Problem
Will you restate verbatim the lines running from the line with "Find the electrical" to the end of the data, leaving out everything else?
***** Exercise data *****
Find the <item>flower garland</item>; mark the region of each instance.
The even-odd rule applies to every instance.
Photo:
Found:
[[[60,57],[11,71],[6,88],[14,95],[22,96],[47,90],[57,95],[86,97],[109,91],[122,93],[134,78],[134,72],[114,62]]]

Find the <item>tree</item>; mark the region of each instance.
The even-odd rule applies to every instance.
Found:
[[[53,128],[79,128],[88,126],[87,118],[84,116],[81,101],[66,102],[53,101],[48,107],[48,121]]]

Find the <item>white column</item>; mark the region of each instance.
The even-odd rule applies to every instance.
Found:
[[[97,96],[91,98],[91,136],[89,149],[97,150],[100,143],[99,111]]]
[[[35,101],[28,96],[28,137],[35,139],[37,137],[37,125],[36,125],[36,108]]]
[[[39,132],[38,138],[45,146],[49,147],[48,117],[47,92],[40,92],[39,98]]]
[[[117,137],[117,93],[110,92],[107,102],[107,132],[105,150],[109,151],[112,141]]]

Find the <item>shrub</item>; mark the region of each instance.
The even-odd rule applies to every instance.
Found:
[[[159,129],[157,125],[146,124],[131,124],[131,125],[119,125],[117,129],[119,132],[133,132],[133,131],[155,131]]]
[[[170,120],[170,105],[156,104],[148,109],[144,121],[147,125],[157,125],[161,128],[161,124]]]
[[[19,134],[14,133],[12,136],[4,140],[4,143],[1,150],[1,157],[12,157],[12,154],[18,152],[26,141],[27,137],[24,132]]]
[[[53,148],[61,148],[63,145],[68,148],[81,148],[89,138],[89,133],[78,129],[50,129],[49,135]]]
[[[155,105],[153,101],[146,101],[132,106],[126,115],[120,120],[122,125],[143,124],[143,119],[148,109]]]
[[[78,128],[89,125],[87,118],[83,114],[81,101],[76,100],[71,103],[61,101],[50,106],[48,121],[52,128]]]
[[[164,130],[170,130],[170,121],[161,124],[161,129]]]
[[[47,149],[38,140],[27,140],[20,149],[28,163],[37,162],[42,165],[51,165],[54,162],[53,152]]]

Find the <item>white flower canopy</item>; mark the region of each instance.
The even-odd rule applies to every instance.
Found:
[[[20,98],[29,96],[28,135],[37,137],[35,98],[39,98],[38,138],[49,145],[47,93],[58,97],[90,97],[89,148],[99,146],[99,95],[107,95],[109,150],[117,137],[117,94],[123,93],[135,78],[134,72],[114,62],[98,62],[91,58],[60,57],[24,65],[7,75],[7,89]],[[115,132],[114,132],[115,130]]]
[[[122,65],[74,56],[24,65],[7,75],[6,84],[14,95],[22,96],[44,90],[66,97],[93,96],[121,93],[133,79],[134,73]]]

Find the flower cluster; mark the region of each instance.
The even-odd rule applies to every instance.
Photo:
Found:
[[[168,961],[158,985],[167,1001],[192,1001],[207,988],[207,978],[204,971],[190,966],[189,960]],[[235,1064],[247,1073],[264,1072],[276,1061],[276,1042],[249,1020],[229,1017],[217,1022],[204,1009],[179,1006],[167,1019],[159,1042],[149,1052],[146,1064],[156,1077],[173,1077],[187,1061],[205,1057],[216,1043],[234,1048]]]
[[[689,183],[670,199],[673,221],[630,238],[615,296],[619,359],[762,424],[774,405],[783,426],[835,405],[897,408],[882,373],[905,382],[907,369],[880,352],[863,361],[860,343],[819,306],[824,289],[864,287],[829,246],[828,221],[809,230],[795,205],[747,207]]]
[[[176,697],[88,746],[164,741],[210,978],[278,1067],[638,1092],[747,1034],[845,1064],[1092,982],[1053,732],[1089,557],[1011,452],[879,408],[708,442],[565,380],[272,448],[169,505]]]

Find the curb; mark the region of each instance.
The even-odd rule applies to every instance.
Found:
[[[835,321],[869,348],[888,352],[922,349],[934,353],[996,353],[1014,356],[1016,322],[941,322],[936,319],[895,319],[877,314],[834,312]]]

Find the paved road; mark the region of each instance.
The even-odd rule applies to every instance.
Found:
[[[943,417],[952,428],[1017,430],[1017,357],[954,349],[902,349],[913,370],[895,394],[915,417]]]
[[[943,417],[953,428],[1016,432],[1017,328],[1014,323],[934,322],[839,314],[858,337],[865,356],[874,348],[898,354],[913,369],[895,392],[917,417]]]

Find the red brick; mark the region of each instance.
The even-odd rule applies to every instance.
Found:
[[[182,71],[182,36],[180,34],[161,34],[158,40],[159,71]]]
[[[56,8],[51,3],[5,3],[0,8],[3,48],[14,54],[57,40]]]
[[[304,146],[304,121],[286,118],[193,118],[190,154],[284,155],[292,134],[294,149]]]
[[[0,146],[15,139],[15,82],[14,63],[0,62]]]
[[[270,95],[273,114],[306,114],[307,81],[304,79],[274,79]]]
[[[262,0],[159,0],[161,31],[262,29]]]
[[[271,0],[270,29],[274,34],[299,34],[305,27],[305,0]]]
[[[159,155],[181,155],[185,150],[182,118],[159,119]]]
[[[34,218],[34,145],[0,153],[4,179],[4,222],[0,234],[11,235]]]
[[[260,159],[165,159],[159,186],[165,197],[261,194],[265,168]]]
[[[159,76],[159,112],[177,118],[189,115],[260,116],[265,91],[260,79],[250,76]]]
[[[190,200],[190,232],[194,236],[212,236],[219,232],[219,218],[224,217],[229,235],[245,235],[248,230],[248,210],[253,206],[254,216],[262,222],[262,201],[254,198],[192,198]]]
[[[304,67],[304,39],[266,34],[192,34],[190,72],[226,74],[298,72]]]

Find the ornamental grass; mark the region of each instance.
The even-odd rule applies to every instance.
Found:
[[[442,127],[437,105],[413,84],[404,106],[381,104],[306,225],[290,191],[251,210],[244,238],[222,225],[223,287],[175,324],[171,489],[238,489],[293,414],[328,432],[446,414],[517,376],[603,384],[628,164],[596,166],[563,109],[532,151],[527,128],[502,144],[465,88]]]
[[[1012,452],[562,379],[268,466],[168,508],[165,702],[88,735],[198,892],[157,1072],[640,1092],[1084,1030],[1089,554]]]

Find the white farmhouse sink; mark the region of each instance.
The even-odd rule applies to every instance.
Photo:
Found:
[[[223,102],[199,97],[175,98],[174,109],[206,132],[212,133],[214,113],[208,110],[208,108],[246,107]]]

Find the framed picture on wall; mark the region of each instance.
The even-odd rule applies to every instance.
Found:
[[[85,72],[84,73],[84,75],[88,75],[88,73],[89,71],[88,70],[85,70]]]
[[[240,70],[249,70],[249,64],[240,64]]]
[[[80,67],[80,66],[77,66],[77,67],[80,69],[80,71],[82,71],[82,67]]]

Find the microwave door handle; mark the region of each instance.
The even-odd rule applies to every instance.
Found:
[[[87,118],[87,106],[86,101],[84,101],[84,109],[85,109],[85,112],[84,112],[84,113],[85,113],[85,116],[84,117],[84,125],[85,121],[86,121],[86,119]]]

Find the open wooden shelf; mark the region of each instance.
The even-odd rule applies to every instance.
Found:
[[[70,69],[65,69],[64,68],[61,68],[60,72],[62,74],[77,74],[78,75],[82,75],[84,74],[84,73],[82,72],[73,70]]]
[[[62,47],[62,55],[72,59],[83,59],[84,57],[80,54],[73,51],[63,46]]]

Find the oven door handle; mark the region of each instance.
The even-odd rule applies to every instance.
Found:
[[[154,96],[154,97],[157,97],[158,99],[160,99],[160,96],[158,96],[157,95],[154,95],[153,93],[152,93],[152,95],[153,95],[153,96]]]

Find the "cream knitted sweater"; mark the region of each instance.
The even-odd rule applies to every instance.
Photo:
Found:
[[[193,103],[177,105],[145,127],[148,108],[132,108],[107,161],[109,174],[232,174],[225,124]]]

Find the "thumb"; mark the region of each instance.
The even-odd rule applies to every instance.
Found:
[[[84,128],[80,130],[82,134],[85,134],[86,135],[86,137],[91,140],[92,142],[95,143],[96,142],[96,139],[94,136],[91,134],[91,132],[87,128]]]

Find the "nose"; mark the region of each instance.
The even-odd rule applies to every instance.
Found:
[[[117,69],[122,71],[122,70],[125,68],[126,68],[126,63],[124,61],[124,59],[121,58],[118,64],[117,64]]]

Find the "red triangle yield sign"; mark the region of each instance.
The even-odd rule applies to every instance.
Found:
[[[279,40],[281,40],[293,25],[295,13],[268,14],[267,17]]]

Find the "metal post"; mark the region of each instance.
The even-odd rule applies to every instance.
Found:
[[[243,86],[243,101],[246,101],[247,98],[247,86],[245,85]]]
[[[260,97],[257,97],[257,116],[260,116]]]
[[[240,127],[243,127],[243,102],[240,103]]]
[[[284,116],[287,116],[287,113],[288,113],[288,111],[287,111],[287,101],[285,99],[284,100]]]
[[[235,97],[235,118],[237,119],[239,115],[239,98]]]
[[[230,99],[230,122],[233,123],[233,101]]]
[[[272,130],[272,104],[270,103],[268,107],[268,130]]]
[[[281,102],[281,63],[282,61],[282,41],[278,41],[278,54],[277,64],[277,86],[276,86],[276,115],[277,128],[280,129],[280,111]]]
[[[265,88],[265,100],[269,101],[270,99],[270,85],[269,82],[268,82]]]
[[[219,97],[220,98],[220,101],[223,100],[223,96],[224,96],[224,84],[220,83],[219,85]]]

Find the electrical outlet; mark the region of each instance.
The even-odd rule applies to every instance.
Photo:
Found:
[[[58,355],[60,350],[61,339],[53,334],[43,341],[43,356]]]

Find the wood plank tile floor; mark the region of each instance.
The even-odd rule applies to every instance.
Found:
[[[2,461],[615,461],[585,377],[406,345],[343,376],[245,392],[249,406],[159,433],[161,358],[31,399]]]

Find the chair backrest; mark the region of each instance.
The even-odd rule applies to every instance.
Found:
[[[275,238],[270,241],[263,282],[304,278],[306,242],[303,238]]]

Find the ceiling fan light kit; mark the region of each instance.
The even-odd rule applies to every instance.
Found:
*****
Solution below
Find the electrical outlet; mark the region of each instance.
The even-odd rule applies to every instance.
Photo:
Found:
[[[58,355],[60,350],[61,339],[53,334],[43,341],[43,356]]]

Find the wood plank tile floor; mark the region of each instance.
The even-odd rule applies to every instance.
Found:
[[[2,461],[615,461],[585,377],[406,345],[343,376],[245,392],[249,406],[159,433],[161,358],[31,399]]]

Find the chair backrest; mark the region of each instance.
The even-odd rule applies to every instance.
Found:
[[[275,238],[270,241],[263,282],[304,278],[306,242],[303,238]]]

Find the ceiling fan light kit; mark the region of each instance.
The even-odd rule applies to every instance.
Found:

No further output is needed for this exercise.